Work to be completed: Although the data below contains pictures, please reproduce only its words, exactly.

# # # # # # #

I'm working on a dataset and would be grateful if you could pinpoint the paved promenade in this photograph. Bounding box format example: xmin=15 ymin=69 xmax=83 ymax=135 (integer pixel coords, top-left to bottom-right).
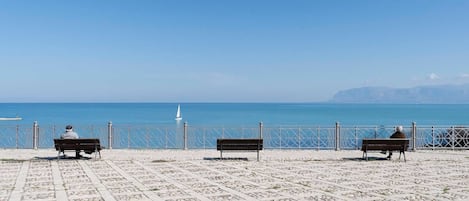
xmin=0 ymin=149 xmax=468 ymax=201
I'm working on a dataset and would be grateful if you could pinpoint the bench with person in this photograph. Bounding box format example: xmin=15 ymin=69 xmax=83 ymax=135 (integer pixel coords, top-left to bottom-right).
xmin=361 ymin=138 xmax=409 ymax=161
xmin=54 ymin=138 xmax=102 ymax=160
xmin=216 ymin=138 xmax=263 ymax=161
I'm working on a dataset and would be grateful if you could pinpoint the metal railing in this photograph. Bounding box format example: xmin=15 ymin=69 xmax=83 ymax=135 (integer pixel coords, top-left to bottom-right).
xmin=1 ymin=121 xmax=468 ymax=150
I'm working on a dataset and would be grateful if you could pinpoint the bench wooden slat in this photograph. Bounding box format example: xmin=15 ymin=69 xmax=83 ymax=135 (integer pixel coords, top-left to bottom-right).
xmin=216 ymin=145 xmax=264 ymax=150
xmin=361 ymin=138 xmax=409 ymax=161
xmin=216 ymin=138 xmax=263 ymax=161
xmin=54 ymin=138 xmax=102 ymax=160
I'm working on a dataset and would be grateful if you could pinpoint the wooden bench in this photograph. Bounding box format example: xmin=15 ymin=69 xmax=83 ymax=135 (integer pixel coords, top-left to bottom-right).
xmin=54 ymin=138 xmax=102 ymax=160
xmin=217 ymin=138 xmax=263 ymax=161
xmin=361 ymin=138 xmax=409 ymax=161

# # # # # # #

Exercise solution:
I'm working on a dataset and would be grateful if you could pinpoint the paved promenade in this photograph. Bounding box format example: xmin=15 ymin=69 xmax=83 ymax=135 (integer pixel coords, top-left to bottom-right).
xmin=0 ymin=149 xmax=468 ymax=201
I'm working on a dataset and would be grateful if you could pinpoint the bench with person in this photograph. Bounding box format example: xmin=15 ymin=69 xmax=83 ymax=135 (integer pixel coords, top-left to bottom-right).
xmin=361 ymin=138 xmax=409 ymax=161
xmin=54 ymin=138 xmax=102 ymax=160
xmin=216 ymin=138 xmax=263 ymax=161
I'm working on a dataset and would be grateful if you could pinpoint the metal railing in this photograph. Bounding box format example: xmin=15 ymin=69 xmax=83 ymax=135 (integer pixel coords, top-left to bottom-right).
xmin=1 ymin=121 xmax=468 ymax=150
I'm working on a dataset and would be grateful if you could pinpoint the bench wooden slat in this photograph. Bounding box format example: xmin=15 ymin=69 xmax=83 ymax=135 (integer pixel coords, top-left to bottom-right).
xmin=216 ymin=145 xmax=264 ymax=150
xmin=361 ymin=138 xmax=409 ymax=161
xmin=216 ymin=138 xmax=263 ymax=161
xmin=54 ymin=138 xmax=102 ymax=160
I'm working on a dataset and would be grateful if you could pinpoint the wooden bench in this photograph. Bounding box format example: xmin=15 ymin=69 xmax=83 ymax=135 (integer pixel coords, top-left to bottom-right).
xmin=54 ymin=138 xmax=102 ymax=160
xmin=217 ymin=138 xmax=263 ymax=161
xmin=361 ymin=138 xmax=409 ymax=161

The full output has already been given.